▶ [TEXTAUSZUG]:
Politische Reaktionen
Auch die Politiker etablierter Parteien (gerade wenn diese sich gerade auf dem Weg unter die 5%-Hürde befinden) scheinen die große »Chance« zu sehen, die Morde von Hanau zum Kampf gegen den politischen Gegner zu instrumentalisieren.
Da wären etwa die üblichen Linksaußen-und-sonstiger-Lärm-Lautsprecher der Parteien von Stegner bis Kuhle, deren Äußerungen so vorhersehbar sind, dass es sich kaum lohnt, sie zu zitieren.
Bemerkenswert ist die Aussage des »heimlichen Hoffnungsträgers« der CDU, Armin Laschet:
Wir trauern, wir fühlen, wir leiden mit den Familien der Opfer in #Hanau . Und wir geloben alles menschenmögliche zu Tun, um rechtes Denken, Hetzen und Morden zu besiegen. Der Feind steht rechts! Er träufelt sein Gift in unsere Gemeinschaft. Wir müssen kämpfen. #nulltoleranz
(@ArminLaschet, 20.2.2020)

▶ [BEREITGESTELLTES MATERIAL]:
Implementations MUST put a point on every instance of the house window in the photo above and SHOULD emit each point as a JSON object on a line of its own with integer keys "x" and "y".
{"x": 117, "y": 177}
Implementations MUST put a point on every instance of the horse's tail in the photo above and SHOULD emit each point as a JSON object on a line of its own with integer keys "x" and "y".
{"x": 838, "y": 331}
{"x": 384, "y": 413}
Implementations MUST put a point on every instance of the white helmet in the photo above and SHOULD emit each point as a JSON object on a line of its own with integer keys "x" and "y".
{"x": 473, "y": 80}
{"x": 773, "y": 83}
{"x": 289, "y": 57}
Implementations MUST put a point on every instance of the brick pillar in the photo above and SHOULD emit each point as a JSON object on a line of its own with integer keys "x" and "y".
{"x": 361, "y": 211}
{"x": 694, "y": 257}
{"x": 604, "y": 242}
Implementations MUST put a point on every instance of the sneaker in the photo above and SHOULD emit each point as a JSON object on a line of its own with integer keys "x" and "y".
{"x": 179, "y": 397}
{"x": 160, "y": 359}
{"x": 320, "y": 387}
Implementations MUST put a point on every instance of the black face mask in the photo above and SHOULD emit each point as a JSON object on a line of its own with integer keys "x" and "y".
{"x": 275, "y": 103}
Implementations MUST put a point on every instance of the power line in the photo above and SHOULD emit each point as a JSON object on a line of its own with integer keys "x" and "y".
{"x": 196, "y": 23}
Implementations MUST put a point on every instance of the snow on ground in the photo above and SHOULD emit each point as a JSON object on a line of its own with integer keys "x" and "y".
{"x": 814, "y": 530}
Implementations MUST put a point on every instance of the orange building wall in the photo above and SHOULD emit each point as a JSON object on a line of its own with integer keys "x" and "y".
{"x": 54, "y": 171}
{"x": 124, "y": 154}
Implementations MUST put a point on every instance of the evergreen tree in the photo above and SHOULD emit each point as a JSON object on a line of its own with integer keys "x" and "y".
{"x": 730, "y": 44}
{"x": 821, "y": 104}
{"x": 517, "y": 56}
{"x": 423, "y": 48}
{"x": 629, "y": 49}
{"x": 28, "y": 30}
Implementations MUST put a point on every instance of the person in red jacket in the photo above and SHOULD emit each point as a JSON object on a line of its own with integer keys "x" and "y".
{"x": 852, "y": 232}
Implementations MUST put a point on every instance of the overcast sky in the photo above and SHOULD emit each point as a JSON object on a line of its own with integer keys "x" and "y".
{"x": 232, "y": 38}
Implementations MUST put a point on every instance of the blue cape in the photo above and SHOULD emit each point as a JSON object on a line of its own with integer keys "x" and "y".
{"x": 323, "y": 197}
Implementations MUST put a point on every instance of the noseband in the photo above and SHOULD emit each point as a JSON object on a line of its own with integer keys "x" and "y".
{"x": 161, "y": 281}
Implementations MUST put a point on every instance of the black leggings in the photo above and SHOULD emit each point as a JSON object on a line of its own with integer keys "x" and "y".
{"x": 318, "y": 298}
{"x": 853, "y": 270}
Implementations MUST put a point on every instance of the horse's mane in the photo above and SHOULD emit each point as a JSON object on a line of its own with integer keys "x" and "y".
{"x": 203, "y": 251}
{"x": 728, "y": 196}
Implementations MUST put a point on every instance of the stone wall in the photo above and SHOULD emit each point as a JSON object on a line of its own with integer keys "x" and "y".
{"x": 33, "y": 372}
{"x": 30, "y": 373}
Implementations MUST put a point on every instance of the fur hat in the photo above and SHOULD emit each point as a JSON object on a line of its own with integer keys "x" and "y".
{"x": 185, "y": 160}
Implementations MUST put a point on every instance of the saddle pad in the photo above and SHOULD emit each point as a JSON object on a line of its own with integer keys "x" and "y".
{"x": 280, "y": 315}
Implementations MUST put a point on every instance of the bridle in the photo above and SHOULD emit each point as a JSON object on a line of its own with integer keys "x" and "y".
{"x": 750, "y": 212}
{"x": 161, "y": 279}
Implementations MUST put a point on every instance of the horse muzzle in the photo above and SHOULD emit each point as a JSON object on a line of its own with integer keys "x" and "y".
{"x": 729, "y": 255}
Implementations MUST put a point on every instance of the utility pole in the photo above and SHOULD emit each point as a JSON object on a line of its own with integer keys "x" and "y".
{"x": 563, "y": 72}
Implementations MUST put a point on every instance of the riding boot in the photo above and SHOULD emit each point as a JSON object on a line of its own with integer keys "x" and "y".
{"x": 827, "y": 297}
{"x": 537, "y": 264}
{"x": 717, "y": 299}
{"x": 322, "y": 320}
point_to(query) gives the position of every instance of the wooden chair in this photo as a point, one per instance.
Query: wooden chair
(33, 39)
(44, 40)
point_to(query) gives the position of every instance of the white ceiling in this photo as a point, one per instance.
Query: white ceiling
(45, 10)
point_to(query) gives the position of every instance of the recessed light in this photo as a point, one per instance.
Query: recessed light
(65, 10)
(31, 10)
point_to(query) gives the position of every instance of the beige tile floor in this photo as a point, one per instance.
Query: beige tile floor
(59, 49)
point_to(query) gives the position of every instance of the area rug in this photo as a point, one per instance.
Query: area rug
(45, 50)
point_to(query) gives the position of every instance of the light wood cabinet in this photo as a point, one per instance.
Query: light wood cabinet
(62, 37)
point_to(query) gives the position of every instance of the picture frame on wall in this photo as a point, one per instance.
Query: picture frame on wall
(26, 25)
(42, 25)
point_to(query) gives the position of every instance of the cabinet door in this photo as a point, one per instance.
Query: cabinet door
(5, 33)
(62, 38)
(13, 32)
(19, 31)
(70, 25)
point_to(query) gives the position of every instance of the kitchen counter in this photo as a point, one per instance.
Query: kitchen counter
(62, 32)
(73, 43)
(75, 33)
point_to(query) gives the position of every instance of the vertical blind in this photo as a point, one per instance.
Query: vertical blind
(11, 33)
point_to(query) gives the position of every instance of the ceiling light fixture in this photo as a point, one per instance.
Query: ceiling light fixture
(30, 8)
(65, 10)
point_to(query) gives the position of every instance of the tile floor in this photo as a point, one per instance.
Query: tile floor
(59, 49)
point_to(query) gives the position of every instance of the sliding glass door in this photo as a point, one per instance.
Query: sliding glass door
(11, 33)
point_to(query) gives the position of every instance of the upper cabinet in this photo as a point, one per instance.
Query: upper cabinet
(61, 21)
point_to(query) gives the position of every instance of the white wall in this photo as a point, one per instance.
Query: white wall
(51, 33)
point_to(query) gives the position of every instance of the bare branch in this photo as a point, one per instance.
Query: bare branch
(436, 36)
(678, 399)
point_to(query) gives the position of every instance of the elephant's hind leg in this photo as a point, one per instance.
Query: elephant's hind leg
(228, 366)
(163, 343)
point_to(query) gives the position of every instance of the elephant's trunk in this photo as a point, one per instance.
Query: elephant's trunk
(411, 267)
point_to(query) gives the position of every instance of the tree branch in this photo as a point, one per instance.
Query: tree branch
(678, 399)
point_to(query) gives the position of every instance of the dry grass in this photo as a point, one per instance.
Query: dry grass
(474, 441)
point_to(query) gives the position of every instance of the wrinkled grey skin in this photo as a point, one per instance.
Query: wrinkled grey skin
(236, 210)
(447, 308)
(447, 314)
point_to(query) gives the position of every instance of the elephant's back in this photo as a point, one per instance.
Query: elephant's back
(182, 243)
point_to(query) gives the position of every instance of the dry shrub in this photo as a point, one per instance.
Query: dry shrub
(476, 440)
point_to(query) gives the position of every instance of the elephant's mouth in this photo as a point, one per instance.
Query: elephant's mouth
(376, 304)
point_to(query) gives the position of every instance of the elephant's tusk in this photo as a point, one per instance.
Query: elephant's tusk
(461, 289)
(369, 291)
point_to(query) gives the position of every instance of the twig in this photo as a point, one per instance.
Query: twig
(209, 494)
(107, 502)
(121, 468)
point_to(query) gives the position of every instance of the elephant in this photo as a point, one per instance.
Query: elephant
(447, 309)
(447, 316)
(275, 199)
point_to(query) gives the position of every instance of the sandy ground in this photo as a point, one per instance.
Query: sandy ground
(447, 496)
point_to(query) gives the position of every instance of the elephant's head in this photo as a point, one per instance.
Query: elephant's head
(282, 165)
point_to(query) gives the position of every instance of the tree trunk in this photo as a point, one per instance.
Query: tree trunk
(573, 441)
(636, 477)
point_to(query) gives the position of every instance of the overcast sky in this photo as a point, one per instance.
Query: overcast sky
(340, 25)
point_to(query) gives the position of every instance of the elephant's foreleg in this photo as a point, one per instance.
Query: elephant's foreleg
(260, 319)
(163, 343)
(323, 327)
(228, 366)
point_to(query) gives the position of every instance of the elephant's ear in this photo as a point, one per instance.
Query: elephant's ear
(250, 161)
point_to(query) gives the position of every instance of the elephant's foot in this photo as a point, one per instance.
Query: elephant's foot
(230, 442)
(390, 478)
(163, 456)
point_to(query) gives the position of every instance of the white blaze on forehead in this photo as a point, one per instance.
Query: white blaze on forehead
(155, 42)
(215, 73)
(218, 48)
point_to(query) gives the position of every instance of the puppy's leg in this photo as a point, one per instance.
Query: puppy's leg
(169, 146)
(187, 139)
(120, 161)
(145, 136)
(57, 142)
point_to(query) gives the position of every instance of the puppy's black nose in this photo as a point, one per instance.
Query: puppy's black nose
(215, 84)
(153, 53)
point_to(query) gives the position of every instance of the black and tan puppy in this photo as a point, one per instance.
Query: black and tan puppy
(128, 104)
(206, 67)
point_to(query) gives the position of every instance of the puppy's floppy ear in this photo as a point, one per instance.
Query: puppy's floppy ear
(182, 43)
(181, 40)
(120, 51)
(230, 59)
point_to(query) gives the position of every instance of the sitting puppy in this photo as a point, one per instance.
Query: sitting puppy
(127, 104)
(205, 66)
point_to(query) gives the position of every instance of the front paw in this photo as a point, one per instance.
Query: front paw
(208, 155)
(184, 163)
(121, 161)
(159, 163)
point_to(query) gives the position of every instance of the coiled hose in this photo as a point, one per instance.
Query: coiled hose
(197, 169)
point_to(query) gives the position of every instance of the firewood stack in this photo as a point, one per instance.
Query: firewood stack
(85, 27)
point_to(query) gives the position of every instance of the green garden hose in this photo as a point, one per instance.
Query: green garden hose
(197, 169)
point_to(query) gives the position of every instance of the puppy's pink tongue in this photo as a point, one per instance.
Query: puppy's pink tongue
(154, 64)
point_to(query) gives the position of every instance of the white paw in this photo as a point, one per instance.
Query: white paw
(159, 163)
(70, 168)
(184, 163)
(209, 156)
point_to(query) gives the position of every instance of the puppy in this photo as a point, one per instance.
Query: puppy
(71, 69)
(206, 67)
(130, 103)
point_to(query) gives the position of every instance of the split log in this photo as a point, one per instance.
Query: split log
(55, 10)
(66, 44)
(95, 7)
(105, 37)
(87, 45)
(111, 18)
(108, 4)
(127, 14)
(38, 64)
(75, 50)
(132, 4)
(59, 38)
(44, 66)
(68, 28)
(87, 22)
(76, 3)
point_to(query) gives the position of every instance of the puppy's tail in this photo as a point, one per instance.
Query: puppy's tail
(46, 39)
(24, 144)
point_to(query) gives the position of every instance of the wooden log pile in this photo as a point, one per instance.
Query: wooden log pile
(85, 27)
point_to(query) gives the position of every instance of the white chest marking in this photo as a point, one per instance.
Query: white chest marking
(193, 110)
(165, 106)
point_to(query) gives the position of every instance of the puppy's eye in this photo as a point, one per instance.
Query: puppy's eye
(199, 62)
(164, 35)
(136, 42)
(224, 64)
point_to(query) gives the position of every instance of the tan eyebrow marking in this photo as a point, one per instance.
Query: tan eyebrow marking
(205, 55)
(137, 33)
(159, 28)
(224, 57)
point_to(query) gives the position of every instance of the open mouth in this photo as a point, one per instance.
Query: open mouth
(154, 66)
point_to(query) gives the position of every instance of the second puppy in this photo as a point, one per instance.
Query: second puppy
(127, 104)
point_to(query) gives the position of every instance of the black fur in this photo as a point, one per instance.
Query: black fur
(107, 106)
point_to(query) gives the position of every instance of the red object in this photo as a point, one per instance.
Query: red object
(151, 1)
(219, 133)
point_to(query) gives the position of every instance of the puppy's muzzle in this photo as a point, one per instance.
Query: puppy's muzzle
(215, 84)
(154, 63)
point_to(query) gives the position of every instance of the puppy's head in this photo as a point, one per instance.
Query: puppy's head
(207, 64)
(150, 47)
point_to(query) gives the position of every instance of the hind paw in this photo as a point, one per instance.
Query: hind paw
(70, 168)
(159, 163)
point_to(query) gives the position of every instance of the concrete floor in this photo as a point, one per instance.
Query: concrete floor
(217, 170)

▶ [ARBEITSAUFTRAG]:
Gib einen Abschnitt aus dem Textauszug über die politischen Reaktionen wortgetreu wieder. Setze bei den Worten „Bemerkenswert ist die“ ein und brich nach „(@ArminLaschet, 20.2.2020)“ ab. Die Einträge braucht man zum Bearbeiten nicht.

▶ [LÖSUNG]:
Bemerkenswert ist die Aussage des »heimlichen Hoffnungsträgers« der CDU, Armin Laschet:
Wir trauern, wir fühlen, wir leiden mit den Familien der Opfer in #Hanau . Und wir geloben alles menschenmögliche zu Tun, um rechtes Denken, Hetzen und Morden zu besiegen. Der Feind steht rechts! Er träufelt sein Gift in unsere Gemeinschaft. Wir müssen kämpfen. #nulltoleranz
(@ArminLaschet, 20.2.2020)